* **Entries shown**:
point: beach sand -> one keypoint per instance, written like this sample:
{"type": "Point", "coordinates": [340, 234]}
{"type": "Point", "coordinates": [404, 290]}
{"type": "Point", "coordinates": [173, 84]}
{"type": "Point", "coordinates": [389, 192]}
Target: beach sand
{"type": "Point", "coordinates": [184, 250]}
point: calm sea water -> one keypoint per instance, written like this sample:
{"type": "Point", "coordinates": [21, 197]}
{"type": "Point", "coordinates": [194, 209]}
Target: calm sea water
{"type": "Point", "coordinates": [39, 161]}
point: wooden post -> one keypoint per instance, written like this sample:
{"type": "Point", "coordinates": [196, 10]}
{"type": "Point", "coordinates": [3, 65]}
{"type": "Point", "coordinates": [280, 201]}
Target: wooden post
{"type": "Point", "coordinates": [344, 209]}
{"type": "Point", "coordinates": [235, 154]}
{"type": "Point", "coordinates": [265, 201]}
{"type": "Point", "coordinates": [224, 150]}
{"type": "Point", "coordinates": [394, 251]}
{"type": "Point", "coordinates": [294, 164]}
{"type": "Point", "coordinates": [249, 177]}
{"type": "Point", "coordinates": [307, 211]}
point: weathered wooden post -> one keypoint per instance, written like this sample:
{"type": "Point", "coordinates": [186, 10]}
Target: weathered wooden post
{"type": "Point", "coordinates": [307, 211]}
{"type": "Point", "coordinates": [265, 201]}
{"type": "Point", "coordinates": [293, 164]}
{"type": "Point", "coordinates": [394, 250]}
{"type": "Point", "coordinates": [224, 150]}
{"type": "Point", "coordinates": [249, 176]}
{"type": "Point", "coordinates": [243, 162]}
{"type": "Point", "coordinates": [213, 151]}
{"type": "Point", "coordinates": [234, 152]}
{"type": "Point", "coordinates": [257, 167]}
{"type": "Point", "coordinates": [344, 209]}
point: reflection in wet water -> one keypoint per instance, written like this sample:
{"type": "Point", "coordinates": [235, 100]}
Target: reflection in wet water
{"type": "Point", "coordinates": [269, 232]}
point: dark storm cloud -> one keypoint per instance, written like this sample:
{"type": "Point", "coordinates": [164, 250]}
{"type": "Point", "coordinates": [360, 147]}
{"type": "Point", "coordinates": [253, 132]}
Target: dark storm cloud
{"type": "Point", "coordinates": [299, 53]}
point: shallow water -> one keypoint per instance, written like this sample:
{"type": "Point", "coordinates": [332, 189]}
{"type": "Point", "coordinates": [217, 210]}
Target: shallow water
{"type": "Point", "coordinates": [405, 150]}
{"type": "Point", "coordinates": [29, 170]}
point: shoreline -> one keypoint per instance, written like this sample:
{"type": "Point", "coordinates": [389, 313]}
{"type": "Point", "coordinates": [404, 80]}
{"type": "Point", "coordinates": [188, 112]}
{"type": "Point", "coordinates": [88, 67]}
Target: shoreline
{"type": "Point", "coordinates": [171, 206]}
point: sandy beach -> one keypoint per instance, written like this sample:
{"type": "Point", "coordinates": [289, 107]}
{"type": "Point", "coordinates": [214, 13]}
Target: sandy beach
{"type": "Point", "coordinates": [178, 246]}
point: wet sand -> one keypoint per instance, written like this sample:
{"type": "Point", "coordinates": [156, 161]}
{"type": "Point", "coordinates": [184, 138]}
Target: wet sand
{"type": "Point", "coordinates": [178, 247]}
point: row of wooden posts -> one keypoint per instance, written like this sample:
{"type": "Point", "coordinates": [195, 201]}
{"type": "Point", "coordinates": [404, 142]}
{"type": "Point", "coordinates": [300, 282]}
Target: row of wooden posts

* **What is needed**: Write out the material from the first line to the last, exactly.

* **The answer**:
point: beach sand -> one keypoint per instance, written like this sample:
{"type": "Point", "coordinates": [340, 234]}
{"type": "Point", "coordinates": [404, 290]}
{"type": "Point", "coordinates": [173, 84]}
{"type": "Point", "coordinates": [389, 192]}
Target: beach sand
{"type": "Point", "coordinates": [184, 250]}
point: calm sea water -> one keypoint per instance, written like this sample:
{"type": "Point", "coordinates": [21, 197]}
{"type": "Point", "coordinates": [194, 209]}
Target: calm sea water
{"type": "Point", "coordinates": [39, 161]}
point: wooden post -> one keypoint per instance, written like this sample:
{"type": "Point", "coordinates": [196, 10]}
{"type": "Point", "coordinates": [3, 65]}
{"type": "Point", "coordinates": [280, 201]}
Target: wooden post
{"type": "Point", "coordinates": [344, 209]}
{"type": "Point", "coordinates": [235, 154]}
{"type": "Point", "coordinates": [265, 201]}
{"type": "Point", "coordinates": [224, 150]}
{"type": "Point", "coordinates": [394, 251]}
{"type": "Point", "coordinates": [294, 164]}
{"type": "Point", "coordinates": [249, 177]}
{"type": "Point", "coordinates": [307, 211]}
point: weathered wooden post -> one keypoint per instance, written like this sample:
{"type": "Point", "coordinates": [186, 10]}
Target: weathered wooden post
{"type": "Point", "coordinates": [307, 211]}
{"type": "Point", "coordinates": [265, 201]}
{"type": "Point", "coordinates": [293, 164]}
{"type": "Point", "coordinates": [394, 250]}
{"type": "Point", "coordinates": [224, 150]}
{"type": "Point", "coordinates": [249, 176]}
{"type": "Point", "coordinates": [243, 162]}
{"type": "Point", "coordinates": [213, 151]}
{"type": "Point", "coordinates": [234, 152]}
{"type": "Point", "coordinates": [257, 167]}
{"type": "Point", "coordinates": [344, 209]}
point: reflection in wet water -> one keypoint per instance, written like this sample:
{"type": "Point", "coordinates": [235, 100]}
Target: reflection in wet water
{"type": "Point", "coordinates": [269, 232]}
point: dark storm cloud -> one keypoint per instance, written like this sample:
{"type": "Point", "coordinates": [164, 250]}
{"type": "Point", "coordinates": [360, 147]}
{"type": "Point", "coordinates": [253, 132]}
Target: dark storm cloud
{"type": "Point", "coordinates": [299, 53]}
point: shallow water -> one keypoint per instance, written like this sample:
{"type": "Point", "coordinates": [332, 189]}
{"type": "Point", "coordinates": [217, 210]}
Target: shallow water
{"type": "Point", "coordinates": [405, 150]}
{"type": "Point", "coordinates": [29, 170]}
point: shoreline -> one keypoint per instance, written like this sample:
{"type": "Point", "coordinates": [389, 313]}
{"type": "Point", "coordinates": [404, 80]}
{"type": "Point", "coordinates": [188, 112]}
{"type": "Point", "coordinates": [88, 67]}
Target: shoreline
{"type": "Point", "coordinates": [171, 206]}
point: sandy beach -> one keypoint per instance, written like this sample:
{"type": "Point", "coordinates": [289, 107]}
{"type": "Point", "coordinates": [214, 13]}
Target: sandy beach
{"type": "Point", "coordinates": [178, 246]}
point: wet sand -> one keypoint per instance, written like this sample:
{"type": "Point", "coordinates": [156, 161]}
{"type": "Point", "coordinates": [184, 138]}
Target: wet sand
{"type": "Point", "coordinates": [178, 247]}
point: row of wooden posts -> one keypoint per instance, written like this sample:
{"type": "Point", "coordinates": [195, 201]}
{"type": "Point", "coordinates": [404, 142]}
{"type": "Point", "coordinates": [300, 282]}
Target: row of wooden posts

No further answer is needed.